* _Requirements_
Write each line exactly as it stands, from the line containing "Q: innermost point of each instance of the oven" through the end of the data.

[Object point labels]
━━━
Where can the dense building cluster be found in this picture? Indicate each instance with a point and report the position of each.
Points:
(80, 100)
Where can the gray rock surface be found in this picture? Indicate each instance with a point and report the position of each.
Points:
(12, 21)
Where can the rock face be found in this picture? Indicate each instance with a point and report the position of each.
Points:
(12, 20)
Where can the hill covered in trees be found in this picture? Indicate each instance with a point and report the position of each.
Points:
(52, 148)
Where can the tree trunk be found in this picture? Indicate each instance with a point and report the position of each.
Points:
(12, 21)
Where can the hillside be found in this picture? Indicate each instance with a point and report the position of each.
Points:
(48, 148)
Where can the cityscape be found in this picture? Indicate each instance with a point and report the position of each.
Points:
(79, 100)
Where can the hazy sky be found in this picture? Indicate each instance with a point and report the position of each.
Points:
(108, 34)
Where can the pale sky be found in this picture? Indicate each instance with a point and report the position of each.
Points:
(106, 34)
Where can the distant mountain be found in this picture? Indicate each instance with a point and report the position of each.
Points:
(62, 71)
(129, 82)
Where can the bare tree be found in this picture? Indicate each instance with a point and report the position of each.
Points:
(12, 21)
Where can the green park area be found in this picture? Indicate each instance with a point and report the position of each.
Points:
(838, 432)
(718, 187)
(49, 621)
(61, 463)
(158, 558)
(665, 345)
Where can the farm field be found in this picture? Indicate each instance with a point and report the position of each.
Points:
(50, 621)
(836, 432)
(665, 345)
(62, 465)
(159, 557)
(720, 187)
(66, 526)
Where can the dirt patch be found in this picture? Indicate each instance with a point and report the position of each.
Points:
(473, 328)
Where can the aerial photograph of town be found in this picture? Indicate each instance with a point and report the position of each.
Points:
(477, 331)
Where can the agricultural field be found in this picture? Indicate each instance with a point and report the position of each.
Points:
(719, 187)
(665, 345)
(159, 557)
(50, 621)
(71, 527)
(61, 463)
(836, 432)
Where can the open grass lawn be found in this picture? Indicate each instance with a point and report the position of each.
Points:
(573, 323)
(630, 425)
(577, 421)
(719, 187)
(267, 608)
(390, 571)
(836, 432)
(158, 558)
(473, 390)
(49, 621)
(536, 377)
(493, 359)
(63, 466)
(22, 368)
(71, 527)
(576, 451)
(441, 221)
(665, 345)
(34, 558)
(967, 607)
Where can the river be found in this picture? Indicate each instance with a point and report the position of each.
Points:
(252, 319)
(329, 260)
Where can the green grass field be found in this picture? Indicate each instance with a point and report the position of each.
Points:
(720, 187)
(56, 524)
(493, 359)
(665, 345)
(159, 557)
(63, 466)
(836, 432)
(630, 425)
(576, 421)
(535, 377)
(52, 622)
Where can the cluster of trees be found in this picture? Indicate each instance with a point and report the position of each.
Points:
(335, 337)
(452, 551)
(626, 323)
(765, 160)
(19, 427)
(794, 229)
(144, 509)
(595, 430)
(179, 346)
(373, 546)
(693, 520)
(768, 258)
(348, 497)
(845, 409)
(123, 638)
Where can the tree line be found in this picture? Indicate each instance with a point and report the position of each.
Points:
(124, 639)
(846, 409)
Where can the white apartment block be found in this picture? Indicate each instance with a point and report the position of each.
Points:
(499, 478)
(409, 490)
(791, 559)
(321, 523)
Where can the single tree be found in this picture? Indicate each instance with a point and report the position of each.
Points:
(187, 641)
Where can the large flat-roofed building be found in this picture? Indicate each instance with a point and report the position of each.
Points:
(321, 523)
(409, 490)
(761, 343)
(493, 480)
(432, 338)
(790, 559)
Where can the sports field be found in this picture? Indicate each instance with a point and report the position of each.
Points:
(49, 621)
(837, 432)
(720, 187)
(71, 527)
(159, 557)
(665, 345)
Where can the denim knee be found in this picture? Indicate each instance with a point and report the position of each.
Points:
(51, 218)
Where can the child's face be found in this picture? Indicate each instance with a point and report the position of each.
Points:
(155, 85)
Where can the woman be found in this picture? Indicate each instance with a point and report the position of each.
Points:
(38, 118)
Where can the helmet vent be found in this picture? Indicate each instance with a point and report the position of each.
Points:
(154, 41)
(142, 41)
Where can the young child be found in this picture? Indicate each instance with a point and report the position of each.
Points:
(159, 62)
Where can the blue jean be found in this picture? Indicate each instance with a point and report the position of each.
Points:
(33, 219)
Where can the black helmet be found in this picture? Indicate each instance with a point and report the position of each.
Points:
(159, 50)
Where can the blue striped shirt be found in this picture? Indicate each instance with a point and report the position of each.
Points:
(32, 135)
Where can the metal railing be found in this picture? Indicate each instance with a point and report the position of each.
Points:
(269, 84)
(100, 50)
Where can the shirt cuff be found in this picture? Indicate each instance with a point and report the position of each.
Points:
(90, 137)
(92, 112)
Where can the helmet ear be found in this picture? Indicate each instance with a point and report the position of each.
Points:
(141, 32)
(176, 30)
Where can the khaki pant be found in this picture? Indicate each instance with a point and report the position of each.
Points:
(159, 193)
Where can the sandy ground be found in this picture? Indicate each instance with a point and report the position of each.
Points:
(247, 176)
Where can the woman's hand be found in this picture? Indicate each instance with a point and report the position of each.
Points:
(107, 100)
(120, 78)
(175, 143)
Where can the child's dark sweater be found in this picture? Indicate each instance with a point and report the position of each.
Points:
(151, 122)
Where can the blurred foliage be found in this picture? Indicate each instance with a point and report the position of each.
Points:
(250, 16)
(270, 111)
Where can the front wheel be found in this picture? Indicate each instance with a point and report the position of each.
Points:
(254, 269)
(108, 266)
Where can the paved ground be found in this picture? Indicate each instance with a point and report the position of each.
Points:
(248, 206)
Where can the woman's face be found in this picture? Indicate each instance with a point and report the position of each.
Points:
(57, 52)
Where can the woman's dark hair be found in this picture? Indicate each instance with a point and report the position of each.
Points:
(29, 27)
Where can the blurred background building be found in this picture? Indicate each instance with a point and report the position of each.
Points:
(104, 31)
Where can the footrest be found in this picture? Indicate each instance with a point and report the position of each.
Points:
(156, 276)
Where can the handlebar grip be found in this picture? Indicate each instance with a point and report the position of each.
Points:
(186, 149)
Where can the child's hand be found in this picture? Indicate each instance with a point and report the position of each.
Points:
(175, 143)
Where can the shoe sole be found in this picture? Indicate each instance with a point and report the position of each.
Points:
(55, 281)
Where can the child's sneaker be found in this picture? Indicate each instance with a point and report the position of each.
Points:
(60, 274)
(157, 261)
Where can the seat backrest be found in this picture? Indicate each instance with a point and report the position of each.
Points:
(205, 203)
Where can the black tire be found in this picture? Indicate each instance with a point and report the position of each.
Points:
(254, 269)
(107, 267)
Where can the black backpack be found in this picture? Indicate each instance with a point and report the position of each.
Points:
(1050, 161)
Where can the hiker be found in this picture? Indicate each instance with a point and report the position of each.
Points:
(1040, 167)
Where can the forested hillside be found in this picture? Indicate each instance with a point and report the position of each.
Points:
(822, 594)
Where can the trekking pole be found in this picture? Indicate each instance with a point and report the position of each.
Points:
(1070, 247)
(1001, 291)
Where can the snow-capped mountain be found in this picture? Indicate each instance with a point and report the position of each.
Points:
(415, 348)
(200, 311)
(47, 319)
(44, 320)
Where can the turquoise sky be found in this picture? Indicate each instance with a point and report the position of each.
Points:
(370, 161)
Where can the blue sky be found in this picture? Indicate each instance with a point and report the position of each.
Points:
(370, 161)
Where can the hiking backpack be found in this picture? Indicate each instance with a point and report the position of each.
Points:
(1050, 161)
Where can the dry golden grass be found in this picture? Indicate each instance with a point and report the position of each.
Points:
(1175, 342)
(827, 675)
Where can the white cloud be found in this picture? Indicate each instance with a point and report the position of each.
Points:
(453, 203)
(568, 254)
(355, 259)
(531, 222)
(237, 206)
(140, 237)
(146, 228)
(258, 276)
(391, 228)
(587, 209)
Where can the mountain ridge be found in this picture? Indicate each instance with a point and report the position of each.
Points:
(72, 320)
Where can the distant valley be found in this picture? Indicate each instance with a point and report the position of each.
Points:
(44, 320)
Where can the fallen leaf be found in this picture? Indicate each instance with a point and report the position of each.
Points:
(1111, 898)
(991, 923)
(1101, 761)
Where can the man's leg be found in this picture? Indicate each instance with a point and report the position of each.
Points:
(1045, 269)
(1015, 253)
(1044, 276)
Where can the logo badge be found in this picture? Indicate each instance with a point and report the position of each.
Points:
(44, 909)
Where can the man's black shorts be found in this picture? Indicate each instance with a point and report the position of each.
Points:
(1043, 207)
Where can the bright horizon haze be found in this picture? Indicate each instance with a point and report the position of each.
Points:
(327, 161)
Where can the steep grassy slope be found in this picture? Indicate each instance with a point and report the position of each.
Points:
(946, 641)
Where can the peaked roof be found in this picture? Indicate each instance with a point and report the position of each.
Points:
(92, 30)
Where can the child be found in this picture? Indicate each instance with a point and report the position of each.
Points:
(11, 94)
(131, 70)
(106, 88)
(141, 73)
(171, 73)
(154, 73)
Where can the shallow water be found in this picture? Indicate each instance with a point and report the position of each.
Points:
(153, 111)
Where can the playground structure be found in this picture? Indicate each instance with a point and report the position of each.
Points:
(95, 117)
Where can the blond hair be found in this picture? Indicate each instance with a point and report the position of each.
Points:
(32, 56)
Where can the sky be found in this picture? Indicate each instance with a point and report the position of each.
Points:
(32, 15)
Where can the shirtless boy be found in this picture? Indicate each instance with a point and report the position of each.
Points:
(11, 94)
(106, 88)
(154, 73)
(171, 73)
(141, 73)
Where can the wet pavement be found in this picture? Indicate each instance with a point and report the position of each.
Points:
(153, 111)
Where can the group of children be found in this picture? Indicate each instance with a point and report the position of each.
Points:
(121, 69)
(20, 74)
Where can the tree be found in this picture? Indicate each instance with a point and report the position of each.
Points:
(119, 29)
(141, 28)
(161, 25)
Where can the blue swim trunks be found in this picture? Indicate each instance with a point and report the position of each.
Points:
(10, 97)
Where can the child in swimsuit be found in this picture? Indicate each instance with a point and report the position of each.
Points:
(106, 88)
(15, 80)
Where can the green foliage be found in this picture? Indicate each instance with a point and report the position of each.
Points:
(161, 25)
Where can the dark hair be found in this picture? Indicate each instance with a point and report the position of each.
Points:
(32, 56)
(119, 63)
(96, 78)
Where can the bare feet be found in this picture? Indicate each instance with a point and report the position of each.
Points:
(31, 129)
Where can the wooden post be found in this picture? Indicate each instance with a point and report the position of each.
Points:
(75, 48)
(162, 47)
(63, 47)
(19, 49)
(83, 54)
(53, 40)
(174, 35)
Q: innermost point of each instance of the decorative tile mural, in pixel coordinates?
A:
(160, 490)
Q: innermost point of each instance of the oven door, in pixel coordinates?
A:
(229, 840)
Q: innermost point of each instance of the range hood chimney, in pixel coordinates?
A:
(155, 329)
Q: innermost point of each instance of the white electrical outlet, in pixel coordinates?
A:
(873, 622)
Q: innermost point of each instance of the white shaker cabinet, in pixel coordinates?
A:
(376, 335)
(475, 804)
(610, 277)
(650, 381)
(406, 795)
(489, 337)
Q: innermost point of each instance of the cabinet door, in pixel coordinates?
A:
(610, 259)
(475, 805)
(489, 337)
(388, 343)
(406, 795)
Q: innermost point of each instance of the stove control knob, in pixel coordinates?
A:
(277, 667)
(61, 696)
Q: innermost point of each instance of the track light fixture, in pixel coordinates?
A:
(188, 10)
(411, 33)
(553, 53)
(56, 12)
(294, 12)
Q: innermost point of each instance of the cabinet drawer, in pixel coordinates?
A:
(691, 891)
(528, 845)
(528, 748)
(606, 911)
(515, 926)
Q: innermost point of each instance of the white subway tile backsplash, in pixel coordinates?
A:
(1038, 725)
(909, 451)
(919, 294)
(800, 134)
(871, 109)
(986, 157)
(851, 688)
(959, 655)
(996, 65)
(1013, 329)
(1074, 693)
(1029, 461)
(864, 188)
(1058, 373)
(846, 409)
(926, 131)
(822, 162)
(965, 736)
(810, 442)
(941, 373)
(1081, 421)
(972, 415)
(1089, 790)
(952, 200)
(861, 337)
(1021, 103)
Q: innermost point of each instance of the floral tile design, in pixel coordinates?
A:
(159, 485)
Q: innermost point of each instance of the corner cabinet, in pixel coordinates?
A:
━━━
* _Worked solution_
Q: innermost point of each instance of the oven door, in pixel coordinates?
A:
(229, 840)
Q: innermost point of each instance of the range hood chimney, in pixel coordinates?
A:
(155, 329)
Q: innermost point of each instance of the white electrical outlet, in pixel coordinates?
A:
(873, 622)
Q: innermost point of each instance of the white shaker cabinet, in pixel coordinates?
A:
(376, 335)
(475, 804)
(610, 277)
(650, 381)
(406, 795)
(489, 337)
Q: innermost point of each instance of the cabinet door, in pixel coordinates?
A:
(610, 259)
(475, 805)
(489, 337)
(388, 343)
(406, 795)
Q: innermost point of each instance of the stove control knob, in pixel coordinates?
A:
(277, 667)
(61, 696)
Q: innermost point of each instance of the track light fixture, in pixel coordinates?
A:
(188, 10)
(411, 33)
(553, 53)
(56, 12)
(294, 12)
Q: innermost point of each instance of the cabinet drawer, in pixel coordinates?
A:
(691, 891)
(528, 845)
(528, 748)
(606, 911)
(515, 926)
Q: innermost point of each instance of the white subway tile backsplash, in pixel coordinates?
A:
(1038, 725)
(909, 451)
(919, 294)
(800, 134)
(871, 109)
(986, 157)
(851, 688)
(959, 655)
(996, 65)
(1013, 329)
(1074, 693)
(1029, 461)
(864, 188)
(1058, 373)
(846, 409)
(926, 131)
(822, 162)
(965, 736)
(810, 442)
(941, 373)
(1081, 421)
(972, 415)
(1089, 790)
(952, 200)
(861, 337)
(1021, 103)
Q: innermost point of each instance of the floral tile design, in pixel coordinates?
A:
(159, 485)
Q: innermost point of each instance of the corner cabinet, in pixel coordinates?
A:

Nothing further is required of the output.